### SET OF TASKS
1. Return the part of the interbellum setting text starting with "This trope was" and going on through "Wodehouse Time also.".
2. List every year written as a four-digit number in the interbellum setting text.
3. Translate this sentence from the interbellum setting text into Spanish: "It could well have been called Wodehouse Time also."

### SOURCE TEXT
━━━
A (usually) unspecified date somewhere between the end of World War I in 1918 and the commencement of World War II in 1939. A time of women in evening gowns and gentlemen in dinner jackets mingling at well-to-do cocktail parties, rich tweed-clad country gentlemen and hard-boiled detectives who are veterans of World War I. Lots of action takes place in big country houses and small surrounding villages in the countryside, often involving (depending on the author/genre) either wacky romantic misunderstandings or cold-blooded acts of murder, both of which evolve around complex, labyrinthian schemes. In the more urban areas (usually either London or New York), there's lots of Art Deco around, swank parties, heavy drinking, and gay repartee. While The Roaring '20s and then The Great Depression both took place around this period, the rather conservative and patrician milieu of the Genteel Interbellum Setting tends to keep the era's real-world social, cultural, and political upheavals somewhat at arm's length.
This trope was formerly named "Christie Time" after the period when most (if not all) of Agatha Christie's Hercule Poirot novels are thought to be set (they actually cover a time period of 1916 to the early 1970s, suggesting that Poirot lives to be over a hundred years old) and when all said TV adaptations are set. It could well have been called Wodehouse Time also.
━━━
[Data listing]
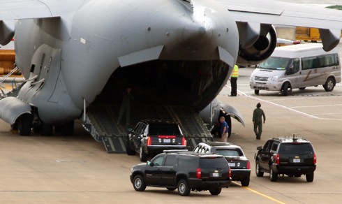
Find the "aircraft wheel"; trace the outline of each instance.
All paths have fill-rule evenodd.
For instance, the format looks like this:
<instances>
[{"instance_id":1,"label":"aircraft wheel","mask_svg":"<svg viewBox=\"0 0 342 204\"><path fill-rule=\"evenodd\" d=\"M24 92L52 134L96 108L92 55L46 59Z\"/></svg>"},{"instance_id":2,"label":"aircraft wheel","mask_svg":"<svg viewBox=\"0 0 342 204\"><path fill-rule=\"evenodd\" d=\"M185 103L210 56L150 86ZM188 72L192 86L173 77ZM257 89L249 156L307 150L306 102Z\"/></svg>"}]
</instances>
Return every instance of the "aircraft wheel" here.
<instances>
[{"instance_id":1,"label":"aircraft wheel","mask_svg":"<svg viewBox=\"0 0 342 204\"><path fill-rule=\"evenodd\" d=\"M17 129L20 136L28 136L31 134L32 120L33 118L31 114L24 114L18 118Z\"/></svg>"}]
</instances>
━━━
### CORRECT ANSWERS
1.
This trope was formerly named "Christie Time" after the period when most (if not all) of Agatha Christie's Hercule Poirot novels are thought to be set (they actually cover a time period of 1916 to the early 1970s, suggesting that Poirot lives to be over a hundred years old) and when all said TV adaptations are set. It could well have been called Wodehouse Time also.

2. 1918, 1939, 1916

3. Bien podría haberse llamado también Wodehouse Time.